This is what's holding the gold sector back
The first reason is currency. While the gold price is quoted in US dollars, mining costs are mainly denominated in local currencies and these have tended to appreciate against the weak US currency. The Australian dollar, for example, is up 10% against the US dollar over the last 12 months.
The second reason is cost inflation. Supply pressures in the industry have led to rising costs. According to GFMS Research, costs increased in 2010 for the ninth successive year. And analysts believe cost inflation is returning to the 15-25% levels that prevailed in the period from 2003-2008.
On top of this, the deterioration in grades and a rising strip ratio has also affected the cost of producing gold. Miners have been digging ever deeper to extract gold of increasingly poor quality. This is a prolonged trend that has led to a decline in average grades of up to 30% in the last decade.
All told, GFMS calculates that the average cash cost of producing an ounce of gold shot up last year from $478/oz to $557/oz. Taking all capital and project development costs into account, the total rose 20% to $857/oz.
________________________
(Challenges)
A. Copy out the gold-sector text, everything from "The second reason" down to "period from 2003-2008.", renaming "GFMS Research" as "the research firm GFMS".
B. Answer these from the gold-sector text:
(i) How much has the Australian dollar risen against the US dollar over the last 12 months?
(ii) By up to how much have average grades declined in the last decade?
(iii) What did the total cost per ounce rise to once all capital and project development costs are counted?

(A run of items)
________________________
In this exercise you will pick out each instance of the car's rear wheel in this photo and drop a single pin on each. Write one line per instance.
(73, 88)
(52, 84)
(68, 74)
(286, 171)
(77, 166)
________________________
(Responses for each task)
A.
The second reason is cost inflation. Supply pressures in the industry have led to rising costs. According to the research firm GFMS, costs increased in 2010 for the ninth successive year. And analysts believe cost inflation is returning to the 15-25% levels that prevailed in the period from 2003-2008.

B.
(i) 10%
(ii) Up to 30%
(iii) $857/oz, a 20% rise